WORK INSTRUCTIONS »
a – In the interview transcript, who was the first to receive the swine flu vaccine in 1976?
b – Reproduce the interview transcript word for word from "REDLENER: You know, I" to "serious neurological complications.".
c – In the interview transcript, what reason does Redlener give for people paying attention to Dr. Fauci?

EXTRACT »
WILLIAMS: And, Dr. Redlener, you mentioned Dr. Fauci, and I want to go a little bit deeper. He talked about it being conceivable that we`ll have a vaccine by the end of this year or just slightly into 2021. This has not been your position in past interviews. Knowing that the answer could be a lot, what does he know that the rest of us don`t?
REDLENER: You know, I don`t know, Brian. And I will tell you that Dr. Fauci is one of the most respected public health experts in the world. And so people pay attention to him. But I have no idea how somebody is proposing a shortening of the length of time it`s going to take to test this -- whatever new vaccine there is out there for both effectiveness and safety.
You know, in 1976, President Gerald Ford was the first to get his, you know, injection of swine flu vaccine for, you know, to prevent and control the swine flu at that time. But it turned out that that vaccine a couple years later was shown to have very serious neurological complications.

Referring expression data

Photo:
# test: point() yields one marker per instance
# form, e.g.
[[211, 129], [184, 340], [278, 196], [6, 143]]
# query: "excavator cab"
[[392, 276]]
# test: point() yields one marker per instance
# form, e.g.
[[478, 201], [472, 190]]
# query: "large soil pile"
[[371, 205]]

ANSWERS BY TASK »
a – President Gerald Ford.

b –
REDLENER: You know, I don`t know, Brian. And I will tell you that Dr. Fauci is one of the most respected public health experts in the world. And so people pay attention to him. But I have no idea how somebody is proposing a shortening of the length of time it`s going to take to test this -- whatever new vaccine there is out there for both effectiveness and safety.
You know, in 1976, President Gerald Ford was the first to get his, you know, injection of swine flu vaccine for, you know, to prevent and control the swine flu at that time. But it turned out that that vaccine a couple years later was shown to have very serious neurological complications.

c – Redlener states that Dr. Fauci is one of the most respected public health experts in the world. For that reason, people pay attention to him.